# ABOUT THIS TASK:
Omit all pictures, then repeat the listing exactly.
━━━━
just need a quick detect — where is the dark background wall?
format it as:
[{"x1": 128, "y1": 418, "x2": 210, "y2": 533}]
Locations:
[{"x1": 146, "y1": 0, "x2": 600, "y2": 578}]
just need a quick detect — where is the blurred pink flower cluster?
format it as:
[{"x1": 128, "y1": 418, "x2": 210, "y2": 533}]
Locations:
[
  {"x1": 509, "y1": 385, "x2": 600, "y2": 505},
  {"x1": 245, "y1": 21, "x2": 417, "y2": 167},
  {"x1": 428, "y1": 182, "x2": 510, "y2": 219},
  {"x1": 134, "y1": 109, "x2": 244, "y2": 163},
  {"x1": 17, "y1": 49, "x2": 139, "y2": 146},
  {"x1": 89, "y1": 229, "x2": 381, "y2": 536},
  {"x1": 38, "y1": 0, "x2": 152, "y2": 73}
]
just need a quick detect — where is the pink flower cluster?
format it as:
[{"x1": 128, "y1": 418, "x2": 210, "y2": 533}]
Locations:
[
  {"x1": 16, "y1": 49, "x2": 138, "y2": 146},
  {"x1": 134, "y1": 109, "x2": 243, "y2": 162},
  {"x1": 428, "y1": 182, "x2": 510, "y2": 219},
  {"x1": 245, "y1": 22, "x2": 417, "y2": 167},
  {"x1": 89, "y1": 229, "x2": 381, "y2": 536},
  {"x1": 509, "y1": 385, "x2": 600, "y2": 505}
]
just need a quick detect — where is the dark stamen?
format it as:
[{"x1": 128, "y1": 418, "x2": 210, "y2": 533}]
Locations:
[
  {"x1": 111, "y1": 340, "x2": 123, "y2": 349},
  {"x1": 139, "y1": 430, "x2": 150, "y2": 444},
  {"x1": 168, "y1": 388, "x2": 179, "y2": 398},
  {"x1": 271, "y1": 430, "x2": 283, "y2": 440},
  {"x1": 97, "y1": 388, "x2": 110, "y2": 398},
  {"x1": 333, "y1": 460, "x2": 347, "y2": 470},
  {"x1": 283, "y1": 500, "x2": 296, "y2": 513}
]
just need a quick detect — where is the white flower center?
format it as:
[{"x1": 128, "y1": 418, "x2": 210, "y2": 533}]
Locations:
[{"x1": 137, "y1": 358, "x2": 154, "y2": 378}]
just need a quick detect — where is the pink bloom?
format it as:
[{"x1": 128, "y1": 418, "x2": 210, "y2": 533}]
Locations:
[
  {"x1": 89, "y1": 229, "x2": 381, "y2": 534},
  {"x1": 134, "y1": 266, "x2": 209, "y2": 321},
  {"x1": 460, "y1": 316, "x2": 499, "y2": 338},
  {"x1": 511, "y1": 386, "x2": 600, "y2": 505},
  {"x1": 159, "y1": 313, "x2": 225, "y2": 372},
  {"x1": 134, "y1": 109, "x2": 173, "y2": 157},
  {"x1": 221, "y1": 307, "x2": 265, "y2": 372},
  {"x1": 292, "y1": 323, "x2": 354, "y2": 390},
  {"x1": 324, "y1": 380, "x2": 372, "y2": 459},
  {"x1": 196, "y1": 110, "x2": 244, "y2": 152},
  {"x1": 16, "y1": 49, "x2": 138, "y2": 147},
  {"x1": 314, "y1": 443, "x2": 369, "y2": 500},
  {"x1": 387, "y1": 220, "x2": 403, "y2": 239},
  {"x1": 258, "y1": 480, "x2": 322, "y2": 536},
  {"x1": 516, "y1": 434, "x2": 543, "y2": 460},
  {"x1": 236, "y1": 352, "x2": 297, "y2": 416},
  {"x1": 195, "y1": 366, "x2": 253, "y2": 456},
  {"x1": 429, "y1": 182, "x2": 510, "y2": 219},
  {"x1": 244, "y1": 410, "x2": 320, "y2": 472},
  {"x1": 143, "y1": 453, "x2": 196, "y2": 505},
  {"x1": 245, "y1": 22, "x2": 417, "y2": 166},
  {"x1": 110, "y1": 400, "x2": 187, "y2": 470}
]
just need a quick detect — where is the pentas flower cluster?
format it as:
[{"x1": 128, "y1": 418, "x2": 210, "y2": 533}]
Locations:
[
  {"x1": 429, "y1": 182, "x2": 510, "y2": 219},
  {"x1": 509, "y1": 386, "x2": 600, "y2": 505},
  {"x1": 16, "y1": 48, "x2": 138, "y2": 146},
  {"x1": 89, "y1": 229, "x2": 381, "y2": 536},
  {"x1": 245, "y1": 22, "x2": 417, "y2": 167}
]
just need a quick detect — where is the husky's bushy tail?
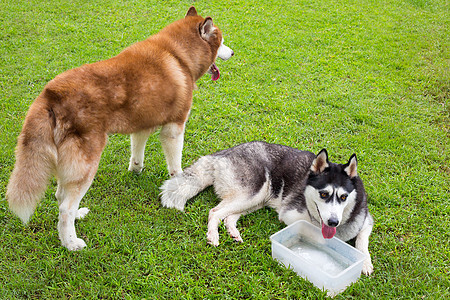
━━━━
# ANSWER TO THE PROBLEM:
just need a quick detect — where is the dark background wall?
format it as:
[{"x1": 128, "y1": 418, "x2": 210, "y2": 533}]
Locations:
[{"x1": 146, "y1": 0, "x2": 600, "y2": 578}]
just need a quick detect — where is the blurred pink flower cluster?
format it as:
[{"x1": 128, "y1": 418, "x2": 210, "y2": 533}]
Locations:
[
  {"x1": 509, "y1": 385, "x2": 600, "y2": 505},
  {"x1": 245, "y1": 21, "x2": 417, "y2": 167},
  {"x1": 428, "y1": 182, "x2": 510, "y2": 219},
  {"x1": 134, "y1": 109, "x2": 244, "y2": 163},
  {"x1": 17, "y1": 49, "x2": 139, "y2": 146},
  {"x1": 89, "y1": 229, "x2": 381, "y2": 536},
  {"x1": 38, "y1": 0, "x2": 152, "y2": 73}
]
just need a quick detect — where is the pink flower cluster?
format it as:
[{"x1": 128, "y1": 418, "x2": 210, "y2": 533}]
Locations:
[
  {"x1": 16, "y1": 49, "x2": 138, "y2": 146},
  {"x1": 134, "y1": 109, "x2": 243, "y2": 162},
  {"x1": 428, "y1": 182, "x2": 510, "y2": 219},
  {"x1": 245, "y1": 22, "x2": 417, "y2": 167},
  {"x1": 89, "y1": 229, "x2": 381, "y2": 536},
  {"x1": 509, "y1": 385, "x2": 600, "y2": 505}
]
just need a quick detect — where is the dark stamen?
format it as:
[{"x1": 128, "y1": 418, "x2": 210, "y2": 533}]
Locations:
[
  {"x1": 111, "y1": 340, "x2": 123, "y2": 349},
  {"x1": 139, "y1": 430, "x2": 150, "y2": 444},
  {"x1": 168, "y1": 388, "x2": 179, "y2": 398},
  {"x1": 271, "y1": 430, "x2": 283, "y2": 440},
  {"x1": 97, "y1": 388, "x2": 110, "y2": 398},
  {"x1": 333, "y1": 460, "x2": 347, "y2": 470},
  {"x1": 283, "y1": 500, "x2": 296, "y2": 513}
]
just need a quick detect — where is the white flower center?
format it as:
[{"x1": 128, "y1": 418, "x2": 210, "y2": 533}]
Locations:
[{"x1": 137, "y1": 358, "x2": 154, "y2": 378}]
just need a quick detect — where is the pink bloom?
format it as:
[{"x1": 128, "y1": 418, "x2": 210, "y2": 533}]
Locations:
[
  {"x1": 89, "y1": 229, "x2": 381, "y2": 534},
  {"x1": 134, "y1": 266, "x2": 209, "y2": 321},
  {"x1": 460, "y1": 316, "x2": 499, "y2": 338},
  {"x1": 511, "y1": 386, "x2": 600, "y2": 505},
  {"x1": 159, "y1": 313, "x2": 225, "y2": 372},
  {"x1": 134, "y1": 109, "x2": 173, "y2": 157},
  {"x1": 221, "y1": 307, "x2": 265, "y2": 372},
  {"x1": 292, "y1": 323, "x2": 354, "y2": 390},
  {"x1": 324, "y1": 380, "x2": 372, "y2": 459},
  {"x1": 196, "y1": 110, "x2": 244, "y2": 152},
  {"x1": 16, "y1": 49, "x2": 138, "y2": 147},
  {"x1": 314, "y1": 443, "x2": 369, "y2": 500},
  {"x1": 387, "y1": 220, "x2": 403, "y2": 239},
  {"x1": 258, "y1": 480, "x2": 322, "y2": 536},
  {"x1": 516, "y1": 434, "x2": 543, "y2": 460},
  {"x1": 236, "y1": 352, "x2": 297, "y2": 416},
  {"x1": 195, "y1": 366, "x2": 253, "y2": 456},
  {"x1": 429, "y1": 182, "x2": 510, "y2": 219},
  {"x1": 244, "y1": 410, "x2": 320, "y2": 472},
  {"x1": 143, "y1": 453, "x2": 196, "y2": 505},
  {"x1": 245, "y1": 22, "x2": 417, "y2": 166},
  {"x1": 110, "y1": 400, "x2": 187, "y2": 470}
]
just need a quick detect — where is the pentas flower cluster?
format it as:
[{"x1": 128, "y1": 418, "x2": 210, "y2": 533}]
Locations:
[
  {"x1": 429, "y1": 182, "x2": 510, "y2": 219},
  {"x1": 509, "y1": 386, "x2": 600, "y2": 505},
  {"x1": 16, "y1": 48, "x2": 138, "y2": 146},
  {"x1": 89, "y1": 229, "x2": 381, "y2": 536},
  {"x1": 245, "y1": 22, "x2": 417, "y2": 167}
]
just need a quick detect — where is the husky's bushy tail?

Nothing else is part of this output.